### WHAT IS BEING ASKED
Each line below from the one containing "Expected content: john" through the one containing "Expected content: white lcbo" is to be given again exactly, and no line outside that span.

### DATASET RECORDS
Content starts
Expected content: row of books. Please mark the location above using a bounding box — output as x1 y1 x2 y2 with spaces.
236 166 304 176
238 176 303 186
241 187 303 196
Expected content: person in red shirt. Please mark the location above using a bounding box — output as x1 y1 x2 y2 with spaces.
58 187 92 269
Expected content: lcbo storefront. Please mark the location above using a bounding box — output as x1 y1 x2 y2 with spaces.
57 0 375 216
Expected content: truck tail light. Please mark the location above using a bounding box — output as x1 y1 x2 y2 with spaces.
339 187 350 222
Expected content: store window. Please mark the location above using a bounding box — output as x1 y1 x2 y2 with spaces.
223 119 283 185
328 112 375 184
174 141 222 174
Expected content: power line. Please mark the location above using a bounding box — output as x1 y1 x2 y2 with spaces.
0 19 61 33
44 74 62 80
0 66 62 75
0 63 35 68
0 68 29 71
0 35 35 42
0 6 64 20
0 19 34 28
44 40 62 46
Content ends
Content starts
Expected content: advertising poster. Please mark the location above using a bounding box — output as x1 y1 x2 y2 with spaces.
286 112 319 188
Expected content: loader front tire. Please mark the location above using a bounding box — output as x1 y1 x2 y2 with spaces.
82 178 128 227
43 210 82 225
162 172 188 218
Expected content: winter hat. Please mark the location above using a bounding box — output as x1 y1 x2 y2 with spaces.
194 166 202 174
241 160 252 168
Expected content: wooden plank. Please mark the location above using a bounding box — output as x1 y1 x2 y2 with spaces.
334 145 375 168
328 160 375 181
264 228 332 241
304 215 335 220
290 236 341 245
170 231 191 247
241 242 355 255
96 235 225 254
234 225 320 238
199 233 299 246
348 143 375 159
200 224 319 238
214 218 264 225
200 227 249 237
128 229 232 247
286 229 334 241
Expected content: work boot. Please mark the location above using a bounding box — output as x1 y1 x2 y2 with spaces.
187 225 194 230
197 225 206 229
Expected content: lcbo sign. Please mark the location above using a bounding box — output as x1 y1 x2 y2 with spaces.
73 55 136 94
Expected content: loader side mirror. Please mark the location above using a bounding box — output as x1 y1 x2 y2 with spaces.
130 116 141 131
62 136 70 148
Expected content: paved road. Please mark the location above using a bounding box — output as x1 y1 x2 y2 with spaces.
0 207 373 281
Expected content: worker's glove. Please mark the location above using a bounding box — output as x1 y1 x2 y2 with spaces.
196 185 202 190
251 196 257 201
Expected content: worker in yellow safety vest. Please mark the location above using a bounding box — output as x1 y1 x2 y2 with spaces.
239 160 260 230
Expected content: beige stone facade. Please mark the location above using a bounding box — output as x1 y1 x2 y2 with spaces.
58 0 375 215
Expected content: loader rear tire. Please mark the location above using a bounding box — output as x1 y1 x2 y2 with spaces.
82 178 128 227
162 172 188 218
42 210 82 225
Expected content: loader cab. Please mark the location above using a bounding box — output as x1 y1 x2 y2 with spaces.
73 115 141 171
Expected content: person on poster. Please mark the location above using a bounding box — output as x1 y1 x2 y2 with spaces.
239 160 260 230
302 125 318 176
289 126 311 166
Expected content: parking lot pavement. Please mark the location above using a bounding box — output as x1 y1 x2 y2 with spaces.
Content ends
Content starts
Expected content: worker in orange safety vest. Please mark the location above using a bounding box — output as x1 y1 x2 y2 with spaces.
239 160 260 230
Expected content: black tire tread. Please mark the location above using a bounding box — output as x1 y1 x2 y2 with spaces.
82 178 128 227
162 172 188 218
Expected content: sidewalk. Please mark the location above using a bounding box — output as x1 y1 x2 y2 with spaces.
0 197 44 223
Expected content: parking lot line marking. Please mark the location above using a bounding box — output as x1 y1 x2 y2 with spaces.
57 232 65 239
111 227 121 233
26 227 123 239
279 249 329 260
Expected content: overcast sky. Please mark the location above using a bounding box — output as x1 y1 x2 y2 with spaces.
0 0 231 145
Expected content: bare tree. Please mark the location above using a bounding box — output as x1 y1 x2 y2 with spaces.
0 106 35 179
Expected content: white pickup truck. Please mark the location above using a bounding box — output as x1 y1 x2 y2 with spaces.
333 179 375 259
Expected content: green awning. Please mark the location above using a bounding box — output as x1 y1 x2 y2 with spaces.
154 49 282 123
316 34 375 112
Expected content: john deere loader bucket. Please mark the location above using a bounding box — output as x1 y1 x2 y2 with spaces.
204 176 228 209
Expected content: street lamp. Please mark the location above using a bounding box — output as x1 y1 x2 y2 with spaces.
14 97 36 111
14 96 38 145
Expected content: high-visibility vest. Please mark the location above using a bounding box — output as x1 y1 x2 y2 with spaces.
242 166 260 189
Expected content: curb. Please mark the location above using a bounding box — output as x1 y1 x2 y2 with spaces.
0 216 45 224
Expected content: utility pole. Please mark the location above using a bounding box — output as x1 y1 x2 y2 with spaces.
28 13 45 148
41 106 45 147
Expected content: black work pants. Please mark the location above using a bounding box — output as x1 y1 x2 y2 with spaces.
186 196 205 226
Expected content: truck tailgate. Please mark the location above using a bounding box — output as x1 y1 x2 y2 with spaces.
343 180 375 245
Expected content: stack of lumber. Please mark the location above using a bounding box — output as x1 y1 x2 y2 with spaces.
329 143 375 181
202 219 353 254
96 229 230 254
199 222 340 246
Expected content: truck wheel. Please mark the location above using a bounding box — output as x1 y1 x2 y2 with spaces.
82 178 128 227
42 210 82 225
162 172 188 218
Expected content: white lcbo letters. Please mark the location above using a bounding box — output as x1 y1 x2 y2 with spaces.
Content ends
### COMPLETED TASK
Expected content: john deere loader bucket. Please mark the location above using a bounding box — output as x1 y1 x2 y2 with spaces.
204 176 228 209
Expected content: street lamp. Please mark the location above using a bounding box — output as x1 y1 x2 y2 with spaces.
14 97 36 111
14 96 38 145
Expected content: high-visibility vest. Please mark the location above using a bounding box — output as x1 y1 x2 y2 with spaces.
242 166 260 189
Expected content: curb. Please mark the location above using a bounding box — output as x1 y1 x2 y2 with spaces.
0 216 45 224
Expected content: utility pole. Please mark the location above using a bounding box — output as x1 y1 x2 y2 with spaces.
28 13 45 148
41 106 45 147
Expected content: black work pants. Please mark the location above using a bounding box — output as x1 y1 x2 y2 with spaces.
186 196 205 226
Expected content: truck tailgate. Please mark the location above using a bounding box — output as x1 y1 x2 y2 with spaces.
343 180 375 245
Expected content: stack of lumber. Please mark the location above using a bounding box — output as x1 y1 x2 y2 with spaces.
329 143 375 181
202 219 353 254
96 229 230 254
199 222 340 246
Expected content: truck wheel. Please mark the location above using a bounding box — output as x1 y1 x2 y2 with spaces.
82 178 128 227
42 210 82 225
162 172 188 218
Expected content: white lcbo letters. Please mark the location above using a bounding box — output as x1 y1 x2 y2 with spaces.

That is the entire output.